## What you are asked to do
Every entry must be copied word for word.
* START Exercise input *
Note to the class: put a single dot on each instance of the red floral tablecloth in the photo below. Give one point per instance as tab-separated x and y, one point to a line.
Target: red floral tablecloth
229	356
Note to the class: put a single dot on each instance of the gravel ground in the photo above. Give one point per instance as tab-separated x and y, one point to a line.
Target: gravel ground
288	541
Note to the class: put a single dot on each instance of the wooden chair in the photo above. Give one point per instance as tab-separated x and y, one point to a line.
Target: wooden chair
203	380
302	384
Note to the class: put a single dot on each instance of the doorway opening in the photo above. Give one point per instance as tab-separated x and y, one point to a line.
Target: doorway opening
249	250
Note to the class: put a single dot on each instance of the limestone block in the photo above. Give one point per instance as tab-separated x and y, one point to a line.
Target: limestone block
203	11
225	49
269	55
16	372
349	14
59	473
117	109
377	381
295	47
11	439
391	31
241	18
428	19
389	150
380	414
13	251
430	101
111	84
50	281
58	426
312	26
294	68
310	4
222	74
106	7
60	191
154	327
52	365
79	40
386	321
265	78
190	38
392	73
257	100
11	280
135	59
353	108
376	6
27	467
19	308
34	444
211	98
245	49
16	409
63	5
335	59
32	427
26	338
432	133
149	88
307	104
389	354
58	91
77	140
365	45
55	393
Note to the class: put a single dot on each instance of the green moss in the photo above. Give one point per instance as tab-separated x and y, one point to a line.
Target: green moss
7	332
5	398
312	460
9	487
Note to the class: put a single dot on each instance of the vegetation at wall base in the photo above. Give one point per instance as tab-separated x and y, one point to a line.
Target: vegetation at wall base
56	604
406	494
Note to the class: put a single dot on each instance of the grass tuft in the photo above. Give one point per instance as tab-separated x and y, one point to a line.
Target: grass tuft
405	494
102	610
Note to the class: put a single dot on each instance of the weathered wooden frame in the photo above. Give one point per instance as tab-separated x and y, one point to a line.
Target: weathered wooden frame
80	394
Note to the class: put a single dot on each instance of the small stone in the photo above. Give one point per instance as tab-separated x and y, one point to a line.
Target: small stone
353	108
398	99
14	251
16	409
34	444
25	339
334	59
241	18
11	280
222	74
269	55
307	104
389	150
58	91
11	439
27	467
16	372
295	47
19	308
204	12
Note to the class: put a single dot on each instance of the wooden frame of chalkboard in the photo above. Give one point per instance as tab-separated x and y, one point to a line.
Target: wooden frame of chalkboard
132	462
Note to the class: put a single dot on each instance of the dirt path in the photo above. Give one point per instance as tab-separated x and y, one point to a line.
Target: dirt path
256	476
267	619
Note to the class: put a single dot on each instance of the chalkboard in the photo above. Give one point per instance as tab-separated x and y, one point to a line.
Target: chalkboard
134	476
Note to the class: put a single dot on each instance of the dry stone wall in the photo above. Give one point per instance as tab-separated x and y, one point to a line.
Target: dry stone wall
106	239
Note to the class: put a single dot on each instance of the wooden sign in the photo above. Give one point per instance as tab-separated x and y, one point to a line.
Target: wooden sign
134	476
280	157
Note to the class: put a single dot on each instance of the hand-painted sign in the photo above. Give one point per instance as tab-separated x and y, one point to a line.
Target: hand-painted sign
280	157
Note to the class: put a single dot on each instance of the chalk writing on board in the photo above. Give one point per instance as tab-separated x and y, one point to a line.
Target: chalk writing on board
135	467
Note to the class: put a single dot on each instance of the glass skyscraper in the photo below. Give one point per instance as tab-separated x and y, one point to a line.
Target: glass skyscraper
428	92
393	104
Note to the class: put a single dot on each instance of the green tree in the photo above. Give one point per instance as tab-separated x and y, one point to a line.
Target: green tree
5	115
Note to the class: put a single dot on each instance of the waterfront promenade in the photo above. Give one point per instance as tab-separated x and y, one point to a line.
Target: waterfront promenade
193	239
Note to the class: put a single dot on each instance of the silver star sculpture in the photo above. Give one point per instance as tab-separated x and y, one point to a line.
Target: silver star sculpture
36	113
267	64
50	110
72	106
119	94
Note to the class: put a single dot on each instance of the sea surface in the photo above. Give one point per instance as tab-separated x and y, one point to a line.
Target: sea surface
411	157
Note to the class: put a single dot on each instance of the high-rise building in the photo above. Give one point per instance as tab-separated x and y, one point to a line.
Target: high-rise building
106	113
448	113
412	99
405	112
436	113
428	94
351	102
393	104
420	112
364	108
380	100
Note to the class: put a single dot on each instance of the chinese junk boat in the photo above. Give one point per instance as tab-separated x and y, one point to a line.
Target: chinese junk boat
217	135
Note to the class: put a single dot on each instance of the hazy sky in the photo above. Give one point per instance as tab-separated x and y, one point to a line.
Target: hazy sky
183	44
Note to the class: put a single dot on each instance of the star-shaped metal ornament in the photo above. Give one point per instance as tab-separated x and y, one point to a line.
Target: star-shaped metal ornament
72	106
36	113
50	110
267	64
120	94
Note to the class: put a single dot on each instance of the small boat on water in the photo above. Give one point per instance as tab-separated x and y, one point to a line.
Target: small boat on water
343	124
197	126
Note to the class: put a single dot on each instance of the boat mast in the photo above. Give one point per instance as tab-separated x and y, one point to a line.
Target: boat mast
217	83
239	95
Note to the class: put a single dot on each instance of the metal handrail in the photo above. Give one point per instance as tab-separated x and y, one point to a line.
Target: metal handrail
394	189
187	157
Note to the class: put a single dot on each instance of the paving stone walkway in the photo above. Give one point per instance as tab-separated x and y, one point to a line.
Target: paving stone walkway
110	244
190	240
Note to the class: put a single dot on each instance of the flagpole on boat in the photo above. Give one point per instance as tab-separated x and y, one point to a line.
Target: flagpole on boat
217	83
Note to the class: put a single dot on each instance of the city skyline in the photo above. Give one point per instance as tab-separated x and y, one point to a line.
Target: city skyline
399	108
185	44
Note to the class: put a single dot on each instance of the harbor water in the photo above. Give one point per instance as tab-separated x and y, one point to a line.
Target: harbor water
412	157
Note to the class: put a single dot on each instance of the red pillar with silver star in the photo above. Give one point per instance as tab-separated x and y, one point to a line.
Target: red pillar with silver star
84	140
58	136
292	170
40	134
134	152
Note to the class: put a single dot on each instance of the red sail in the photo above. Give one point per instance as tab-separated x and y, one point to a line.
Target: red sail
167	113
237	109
* END Exercise input *
## Task answer
Note to the class: put a single dot on each instance of the red floral tablecloth in the photo below. Give one point per instance as tab-separated x and y, one point to a line.
Target: red floral tablecloth
229	356
Note to the class: put a single dot on each instance of the gravel ground in the photo above. Give one point per instance as tab-separated x and y, one point to a line.
Target: gravel ground
288	541
Note to the class: put a single dot on each instance of the wooden chair in the photo above. Give one point per instance as tab-separated x and y, one point to a line.
Target: wooden chair
203	380
302	384
Note to the class: put a single dot on each instance of the doorway opening in the photo above. Give one point per instance as tab-separated x and y, one point to a line.
Target: doorway opening
249	250
Note to the class: put a single dot on each instance of the limestone block in the photo above. Give one point per instance as tab-separated x and y, one point to a line.
Target: limestone block
203	11
225	49
269	55
16	372
349	14
59	473
117	109
377	381
295	47
11	439
391	31
241	18
428	19
389	150
380	414
13	251
430	101
111	84
50	281
58	426
312	26
294	68
310	4
222	74
106	7
60	191
154	327
52	365
79	40
386	321
265	78
190	38
392	73
257	100
11	280
135	59
353	108
376	6
27	467
19	308
34	444
211	98
245	49
16	409
63	5
335	59
32	427
26	338
432	133
149	88
307	104
389	354
58	91
77	140
365	45
55	393
Note to the class: put a single dot on each instance of the green moss in the photo above. Give one point per instance as tab-separated x and y, one point to a line.
Target: green moss
7	332
5	398
312	460
9	487
Note to the class: put a single dot on each instance of the vegetation at wall base in the photo above. Give one point per instance as tab-separated x and y, one point to a line.
Target: vegetation at wall base
56	604
406	494
Note to the class: put a single dot on each instance of the grass tuft in the photo above. Give one point per instance as tab-separated x and y, one point to a line.
Target: grass tuft
405	494
102	610
Note to the class: put a single dot on each instance of the weathered wooden frame in the photo above. Give one point per instance as tab-separated x and y, one point to a line.
Target: weathered wooden frame
80	394
Note to the class: put a single dot on each instance of the small stone in the photo above. Give one point per instance as tab-separated x and y, one point to a line.
Target: small stone
353	108
398	99
14	251
16	409
34	444
25	339
334	59
241	18
11	280
222	74
269	55
307	104
389	150
58	91
11	439
27	467
16	372
295	47
19	308
204	12
Note to the class: put a single dot on each instance of the wooden frame of chalkboard in the photo above. Give one point per instance as tab-separated x and y, one point to a line.
Target: wooden frame of chalkboard
132	462
Note to the class: put a single dot on each instance of the dirt path in the photo above. Give one point per instance as tab-separated x and y, one point to a line.
Target: dirt path
256	476
267	619
Note to the class: put a single dot on each instance of the chalkboard in the photo above. Give one point per instance as tab-separated x and y, one point to a line.
Target: chalkboard
134	476
Note to the class: put a single dot on each instance of the dry stone wall in the photo above. Give one point per instance as tab-separated x and y, one point to a line.
Target: dry stone wall
106	239
Note to the class: put a single dot on each instance of the wooden sign in the photo above. Give one point per instance as tab-separated x and y, one point to a line.
Target: wooden sign
134	476
280	157
Note to the class: put a single dot on each instance of the hand-painted sign in the photo above. Give one point per instance as tab-separated x and y, one point to a line.
Target: hand-painted sign
280	157
Note to the class: put a single dot on each instance of the chalk writing on board in the photo above. Give one point per instance as tab-separated x and y, one point to a line.
Target: chalk writing on board
135	467
Note to the class: put a single dot on each instance of the glass skyscraper in the photo below. Give one point per instance as tab-separated x and y, one point to a line.
Target: glass skyscraper
428	92
393	104
Note to the class: put a single dot on each instance of the green tree in the photo above. Give one point per instance as tab-separated x and y, one point to a line.
Target: green tree
5	115
Note to the class: put a single dot on each instance of the waterfront promenade in the photo above. Give one point per instance as tab-separated x and y, one point to a line.
Target: waterfront promenade
193	239
Note to the class: put a single dot on each instance of the silver star sculpture in the photo above. Give one point per instance as tab-separated x and y, one point to a line.
Target: silver star sculpture
36	113
267	64
50	110
72	106
119	94
Note to the class: put a single dot on each instance of the sea surface in the photo above. Give one point per instance as tab-separated x and y, one point to a line.
Target: sea surface
411	157
Note to the class: put a single dot on each instance of the high-rise building in the photo above. Give one point per instance as tab-separated x and y, one point to a line.
Target: high-rise building
106	113
448	113
412	99
405	112
436	113
428	94
351	102
393	104
420	112
364	108
380	100
Note to the class: put a single dot on each instance of the chinese junk boat in the photo above. Give one point per instance as tab-separated x and y, one point to a line.
Target: chinese junk boat
217	135
Note to the class: put a single dot on each instance of the hazy sky in the photo above. Give one point per instance as tab-separated x and y, one point to a line.
Target: hazy sky
183	44
Note to the class: put a single dot on each instance of the star-shaped metal ornament in the photo above. Give one point per instance as tab-separated x and y, one point to a line.
Target: star-shaped metal ornament
72	106
36	113
50	110
267	64
120	94
Note to the class: put a single dot on each instance of the small boat on water in the photo above. Give one point per instance as tab-separated x and y, one point to a line.
Target: small boat on water
343	124
197	126
Note to the class: put a single dot on each instance of the boat mast in the photo above. Give one point per instance as tab-separated x and y, one point to a line.
Target: boat mast
217	83
239	95
Note to the class: put a single dot on each instance of the metal handrail in the photo above. Give one point per instance as tab-separated x and y, one point to a line.
Target: metal handrail
394	189
187	157
Note to the class: put a single dot on each instance of the paving stone walkway in the photo above. Give one point per instance as tab-separated x and y, one point to a line.
Target: paving stone walkway
110	244
190	240
Note to the class: put a single dot on each instance of the flagpole on boat in the photo above. Give one point per instance as tab-separated x and y, one point to a line.
Target: flagpole on boat
217	83
Note to the class: put a single dot on each instance of the city skyline in the photo above. Give one point per instance as tab-separated x and y, one point to a line.
Target: city skyline
399	108
185	44
Note to the class: put a single dot on each instance of the harbor water in the photo above. Give one point per instance as tab-separated x and y, one point to a line.
Target: harbor water
412	157
Note to the class: put a single dot on each instance of the red pillar with silver star in the photo above. Give one point per instance as tab-separated x and y, one point to a line.
Target: red pillar with silver star
84	140
58	136
292	170
40	134
134	152
Note to the class: put a single dot on each instance of the red sail in the photo above. Give one point per instance as tab-separated x and y, one point to a line.
Target: red sail
167	113
237	109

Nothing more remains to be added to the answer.